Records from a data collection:
◆ ◆ ◆ ◆

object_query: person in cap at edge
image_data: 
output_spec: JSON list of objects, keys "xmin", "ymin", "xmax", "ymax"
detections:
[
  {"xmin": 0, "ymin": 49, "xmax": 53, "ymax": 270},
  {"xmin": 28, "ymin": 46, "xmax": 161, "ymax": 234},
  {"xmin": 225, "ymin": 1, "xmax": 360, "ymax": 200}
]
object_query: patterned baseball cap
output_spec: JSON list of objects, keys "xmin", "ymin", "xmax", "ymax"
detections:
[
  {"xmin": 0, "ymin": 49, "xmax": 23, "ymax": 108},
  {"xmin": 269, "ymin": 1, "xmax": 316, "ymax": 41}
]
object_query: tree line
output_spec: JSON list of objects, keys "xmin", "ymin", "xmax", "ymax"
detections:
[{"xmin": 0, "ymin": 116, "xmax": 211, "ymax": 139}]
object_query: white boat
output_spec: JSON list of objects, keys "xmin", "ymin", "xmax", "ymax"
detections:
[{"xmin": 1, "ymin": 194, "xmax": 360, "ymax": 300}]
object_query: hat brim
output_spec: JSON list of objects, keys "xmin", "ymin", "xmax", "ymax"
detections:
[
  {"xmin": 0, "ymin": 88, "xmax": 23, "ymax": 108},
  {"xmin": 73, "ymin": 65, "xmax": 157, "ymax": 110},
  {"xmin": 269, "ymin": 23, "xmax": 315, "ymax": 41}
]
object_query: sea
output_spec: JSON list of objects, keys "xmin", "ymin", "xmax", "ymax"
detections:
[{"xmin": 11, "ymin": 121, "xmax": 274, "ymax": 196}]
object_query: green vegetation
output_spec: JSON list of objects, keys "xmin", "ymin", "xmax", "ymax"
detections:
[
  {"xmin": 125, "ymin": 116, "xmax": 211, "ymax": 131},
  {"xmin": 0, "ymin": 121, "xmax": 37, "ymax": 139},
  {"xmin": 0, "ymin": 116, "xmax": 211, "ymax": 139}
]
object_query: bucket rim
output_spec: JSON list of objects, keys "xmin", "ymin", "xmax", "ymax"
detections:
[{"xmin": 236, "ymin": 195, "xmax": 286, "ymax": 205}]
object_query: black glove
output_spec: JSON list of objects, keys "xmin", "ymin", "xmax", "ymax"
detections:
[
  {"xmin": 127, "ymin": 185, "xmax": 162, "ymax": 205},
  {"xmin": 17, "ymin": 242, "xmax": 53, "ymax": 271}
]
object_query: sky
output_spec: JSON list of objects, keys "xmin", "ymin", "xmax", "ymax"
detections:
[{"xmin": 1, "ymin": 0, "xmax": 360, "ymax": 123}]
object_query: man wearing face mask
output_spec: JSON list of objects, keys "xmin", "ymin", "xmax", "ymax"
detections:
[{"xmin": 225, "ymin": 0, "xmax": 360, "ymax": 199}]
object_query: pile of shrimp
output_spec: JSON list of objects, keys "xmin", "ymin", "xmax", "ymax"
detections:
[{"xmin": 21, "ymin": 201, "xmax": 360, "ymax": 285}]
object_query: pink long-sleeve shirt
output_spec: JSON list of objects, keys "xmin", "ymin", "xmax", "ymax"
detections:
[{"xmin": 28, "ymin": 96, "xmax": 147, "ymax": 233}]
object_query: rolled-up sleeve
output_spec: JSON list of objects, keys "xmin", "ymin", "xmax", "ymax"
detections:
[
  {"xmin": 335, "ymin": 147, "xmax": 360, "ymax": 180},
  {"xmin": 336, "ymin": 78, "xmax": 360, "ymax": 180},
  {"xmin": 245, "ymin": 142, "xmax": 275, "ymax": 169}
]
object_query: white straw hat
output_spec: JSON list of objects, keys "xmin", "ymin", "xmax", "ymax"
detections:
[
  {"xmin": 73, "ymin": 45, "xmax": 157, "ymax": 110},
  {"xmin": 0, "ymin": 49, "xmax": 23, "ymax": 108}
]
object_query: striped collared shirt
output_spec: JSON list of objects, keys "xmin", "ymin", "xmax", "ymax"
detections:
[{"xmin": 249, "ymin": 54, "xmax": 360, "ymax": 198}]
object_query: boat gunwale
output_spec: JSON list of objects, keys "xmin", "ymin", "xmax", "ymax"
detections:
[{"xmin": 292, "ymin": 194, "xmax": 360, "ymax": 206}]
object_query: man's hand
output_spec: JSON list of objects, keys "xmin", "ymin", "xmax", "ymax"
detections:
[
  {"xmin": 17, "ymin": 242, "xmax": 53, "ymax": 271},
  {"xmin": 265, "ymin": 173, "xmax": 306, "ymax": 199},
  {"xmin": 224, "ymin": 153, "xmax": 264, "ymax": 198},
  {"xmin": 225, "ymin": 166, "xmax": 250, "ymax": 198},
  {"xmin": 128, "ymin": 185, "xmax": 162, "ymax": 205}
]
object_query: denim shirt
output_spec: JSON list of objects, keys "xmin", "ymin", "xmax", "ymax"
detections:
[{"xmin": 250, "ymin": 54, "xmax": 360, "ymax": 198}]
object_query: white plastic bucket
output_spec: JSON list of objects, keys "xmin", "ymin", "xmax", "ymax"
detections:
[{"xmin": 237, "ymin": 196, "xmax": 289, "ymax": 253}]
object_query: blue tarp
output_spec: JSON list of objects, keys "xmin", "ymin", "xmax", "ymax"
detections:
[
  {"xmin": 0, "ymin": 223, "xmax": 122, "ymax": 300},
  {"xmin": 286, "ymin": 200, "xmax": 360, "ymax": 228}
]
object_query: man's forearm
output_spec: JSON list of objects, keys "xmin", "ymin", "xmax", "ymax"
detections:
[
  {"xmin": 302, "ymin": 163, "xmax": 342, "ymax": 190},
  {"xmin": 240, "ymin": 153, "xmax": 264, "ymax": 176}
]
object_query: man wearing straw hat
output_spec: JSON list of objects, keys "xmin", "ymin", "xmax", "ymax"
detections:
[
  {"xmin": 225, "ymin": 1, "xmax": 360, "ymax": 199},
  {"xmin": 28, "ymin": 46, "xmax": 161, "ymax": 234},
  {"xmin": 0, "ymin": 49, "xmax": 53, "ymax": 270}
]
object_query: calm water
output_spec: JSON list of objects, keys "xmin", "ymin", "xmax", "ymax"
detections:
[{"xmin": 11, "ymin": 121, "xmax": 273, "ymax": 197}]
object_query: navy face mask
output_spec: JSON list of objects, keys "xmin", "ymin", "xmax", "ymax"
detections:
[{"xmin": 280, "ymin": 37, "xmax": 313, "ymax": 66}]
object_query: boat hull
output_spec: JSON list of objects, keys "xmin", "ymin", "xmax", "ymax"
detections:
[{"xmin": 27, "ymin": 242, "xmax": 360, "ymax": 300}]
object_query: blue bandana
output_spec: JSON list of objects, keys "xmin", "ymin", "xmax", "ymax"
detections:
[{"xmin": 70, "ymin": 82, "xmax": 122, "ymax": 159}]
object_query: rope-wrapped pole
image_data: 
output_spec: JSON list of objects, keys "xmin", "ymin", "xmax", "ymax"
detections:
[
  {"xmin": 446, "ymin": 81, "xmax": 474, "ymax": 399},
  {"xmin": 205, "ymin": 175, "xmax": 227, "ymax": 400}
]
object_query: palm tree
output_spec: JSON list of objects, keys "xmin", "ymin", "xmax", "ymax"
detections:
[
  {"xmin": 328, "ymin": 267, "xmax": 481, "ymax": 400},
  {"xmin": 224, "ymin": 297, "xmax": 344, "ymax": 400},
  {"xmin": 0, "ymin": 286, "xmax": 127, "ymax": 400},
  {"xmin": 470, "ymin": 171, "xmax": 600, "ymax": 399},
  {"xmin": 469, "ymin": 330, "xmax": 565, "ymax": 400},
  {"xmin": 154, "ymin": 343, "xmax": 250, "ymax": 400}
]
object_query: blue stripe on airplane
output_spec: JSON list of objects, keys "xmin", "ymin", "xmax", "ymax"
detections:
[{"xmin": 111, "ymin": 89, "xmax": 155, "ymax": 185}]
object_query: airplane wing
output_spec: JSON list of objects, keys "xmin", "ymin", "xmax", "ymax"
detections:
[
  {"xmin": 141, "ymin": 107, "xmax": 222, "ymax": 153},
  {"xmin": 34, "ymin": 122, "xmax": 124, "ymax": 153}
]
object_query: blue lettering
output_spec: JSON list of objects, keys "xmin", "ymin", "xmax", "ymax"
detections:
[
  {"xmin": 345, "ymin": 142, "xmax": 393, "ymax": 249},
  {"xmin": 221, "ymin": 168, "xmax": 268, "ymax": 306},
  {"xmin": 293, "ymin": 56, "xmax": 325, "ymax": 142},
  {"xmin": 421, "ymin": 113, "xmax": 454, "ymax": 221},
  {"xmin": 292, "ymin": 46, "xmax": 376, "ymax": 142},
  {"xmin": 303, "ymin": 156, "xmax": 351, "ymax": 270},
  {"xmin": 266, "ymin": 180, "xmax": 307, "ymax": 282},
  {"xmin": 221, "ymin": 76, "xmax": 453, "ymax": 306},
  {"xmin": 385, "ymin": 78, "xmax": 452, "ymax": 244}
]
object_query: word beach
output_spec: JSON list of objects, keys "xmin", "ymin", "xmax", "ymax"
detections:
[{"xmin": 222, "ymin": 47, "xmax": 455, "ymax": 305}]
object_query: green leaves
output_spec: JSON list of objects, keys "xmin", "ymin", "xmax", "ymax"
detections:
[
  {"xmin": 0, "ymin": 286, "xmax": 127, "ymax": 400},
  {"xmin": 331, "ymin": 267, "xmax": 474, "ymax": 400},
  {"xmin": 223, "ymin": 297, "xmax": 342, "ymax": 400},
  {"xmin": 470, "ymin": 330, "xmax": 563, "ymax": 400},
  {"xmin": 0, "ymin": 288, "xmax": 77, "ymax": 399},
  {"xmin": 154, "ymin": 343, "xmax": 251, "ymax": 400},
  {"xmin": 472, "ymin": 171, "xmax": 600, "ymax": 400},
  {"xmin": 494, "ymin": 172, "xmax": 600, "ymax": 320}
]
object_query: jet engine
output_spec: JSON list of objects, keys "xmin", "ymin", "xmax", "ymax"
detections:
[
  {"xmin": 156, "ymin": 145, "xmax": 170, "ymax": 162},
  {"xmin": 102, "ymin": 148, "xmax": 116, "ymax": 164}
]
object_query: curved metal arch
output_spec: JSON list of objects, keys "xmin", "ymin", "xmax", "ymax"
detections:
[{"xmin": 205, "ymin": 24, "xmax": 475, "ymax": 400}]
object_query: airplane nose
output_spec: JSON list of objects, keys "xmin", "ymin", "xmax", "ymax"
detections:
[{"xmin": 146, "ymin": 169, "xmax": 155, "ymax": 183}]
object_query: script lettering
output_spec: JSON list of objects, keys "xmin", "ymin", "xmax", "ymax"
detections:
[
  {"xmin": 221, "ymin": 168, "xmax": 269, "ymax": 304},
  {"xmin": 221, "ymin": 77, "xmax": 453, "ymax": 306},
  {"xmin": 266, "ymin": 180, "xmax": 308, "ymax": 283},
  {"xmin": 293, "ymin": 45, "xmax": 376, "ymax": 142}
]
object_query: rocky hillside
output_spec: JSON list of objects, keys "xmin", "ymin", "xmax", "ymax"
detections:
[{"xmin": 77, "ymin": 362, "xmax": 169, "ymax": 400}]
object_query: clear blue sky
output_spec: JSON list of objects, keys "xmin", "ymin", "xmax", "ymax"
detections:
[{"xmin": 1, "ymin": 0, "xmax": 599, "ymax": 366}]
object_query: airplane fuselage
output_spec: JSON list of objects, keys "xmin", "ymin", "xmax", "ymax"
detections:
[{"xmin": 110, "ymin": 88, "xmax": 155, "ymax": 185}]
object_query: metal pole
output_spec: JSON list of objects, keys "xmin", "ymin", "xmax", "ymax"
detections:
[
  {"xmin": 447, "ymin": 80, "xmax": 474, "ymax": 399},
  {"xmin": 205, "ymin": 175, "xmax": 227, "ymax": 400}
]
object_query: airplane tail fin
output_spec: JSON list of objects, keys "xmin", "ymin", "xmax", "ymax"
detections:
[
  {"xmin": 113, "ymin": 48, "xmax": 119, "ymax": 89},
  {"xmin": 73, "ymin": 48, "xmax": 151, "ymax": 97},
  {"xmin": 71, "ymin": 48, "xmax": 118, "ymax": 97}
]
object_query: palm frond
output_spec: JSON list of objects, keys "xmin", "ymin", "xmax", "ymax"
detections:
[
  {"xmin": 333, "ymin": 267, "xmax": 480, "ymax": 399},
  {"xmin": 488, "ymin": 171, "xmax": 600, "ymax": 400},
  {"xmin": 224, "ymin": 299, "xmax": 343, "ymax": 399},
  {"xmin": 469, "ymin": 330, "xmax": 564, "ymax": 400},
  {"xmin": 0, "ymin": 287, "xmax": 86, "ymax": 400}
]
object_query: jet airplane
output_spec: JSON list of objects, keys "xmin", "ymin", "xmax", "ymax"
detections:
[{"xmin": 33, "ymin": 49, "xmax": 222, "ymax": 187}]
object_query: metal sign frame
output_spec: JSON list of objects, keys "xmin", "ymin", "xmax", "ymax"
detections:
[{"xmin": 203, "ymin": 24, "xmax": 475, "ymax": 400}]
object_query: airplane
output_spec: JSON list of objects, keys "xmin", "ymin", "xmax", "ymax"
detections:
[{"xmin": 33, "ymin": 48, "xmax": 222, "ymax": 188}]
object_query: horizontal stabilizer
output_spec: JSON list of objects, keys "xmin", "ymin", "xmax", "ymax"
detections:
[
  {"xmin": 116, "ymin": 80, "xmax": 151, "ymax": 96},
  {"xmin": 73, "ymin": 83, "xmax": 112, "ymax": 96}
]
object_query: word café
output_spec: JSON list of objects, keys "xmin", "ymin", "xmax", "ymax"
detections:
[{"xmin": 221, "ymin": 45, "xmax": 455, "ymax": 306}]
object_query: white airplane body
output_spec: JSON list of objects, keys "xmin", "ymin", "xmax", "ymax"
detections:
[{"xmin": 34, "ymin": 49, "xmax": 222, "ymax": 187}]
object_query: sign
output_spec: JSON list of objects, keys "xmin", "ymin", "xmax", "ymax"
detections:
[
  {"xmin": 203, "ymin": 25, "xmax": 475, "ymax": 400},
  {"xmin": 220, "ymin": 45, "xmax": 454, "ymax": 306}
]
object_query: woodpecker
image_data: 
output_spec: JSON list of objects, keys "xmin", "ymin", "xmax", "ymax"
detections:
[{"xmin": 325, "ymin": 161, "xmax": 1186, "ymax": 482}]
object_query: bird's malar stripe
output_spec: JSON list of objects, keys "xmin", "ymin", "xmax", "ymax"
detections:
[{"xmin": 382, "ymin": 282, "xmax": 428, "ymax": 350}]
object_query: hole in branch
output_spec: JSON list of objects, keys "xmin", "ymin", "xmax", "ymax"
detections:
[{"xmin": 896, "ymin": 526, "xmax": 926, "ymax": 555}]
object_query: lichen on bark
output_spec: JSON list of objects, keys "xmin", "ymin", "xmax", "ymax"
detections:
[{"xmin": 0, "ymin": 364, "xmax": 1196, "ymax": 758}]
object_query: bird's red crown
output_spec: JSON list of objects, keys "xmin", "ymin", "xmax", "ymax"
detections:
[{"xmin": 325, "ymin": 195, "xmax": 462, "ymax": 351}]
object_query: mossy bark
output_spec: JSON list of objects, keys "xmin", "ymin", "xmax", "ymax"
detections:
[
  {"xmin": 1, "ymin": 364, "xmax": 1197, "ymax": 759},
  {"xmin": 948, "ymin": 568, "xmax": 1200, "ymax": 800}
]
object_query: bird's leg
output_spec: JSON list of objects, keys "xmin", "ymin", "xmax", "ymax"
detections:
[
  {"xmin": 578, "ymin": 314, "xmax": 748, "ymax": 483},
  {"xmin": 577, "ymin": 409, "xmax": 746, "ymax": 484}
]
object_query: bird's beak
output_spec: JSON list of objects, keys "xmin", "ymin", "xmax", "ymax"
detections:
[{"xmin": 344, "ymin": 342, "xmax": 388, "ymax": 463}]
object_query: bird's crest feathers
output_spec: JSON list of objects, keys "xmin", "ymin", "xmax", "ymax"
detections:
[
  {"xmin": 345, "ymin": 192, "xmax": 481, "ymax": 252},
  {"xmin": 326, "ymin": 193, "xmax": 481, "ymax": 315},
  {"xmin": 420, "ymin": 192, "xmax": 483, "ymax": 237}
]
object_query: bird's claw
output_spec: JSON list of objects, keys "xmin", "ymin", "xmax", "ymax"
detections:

◆ ◆ ◆ ◆

*Problem details*
State the number of lines above that include "boat", and nothing further.

*Result of this task*
3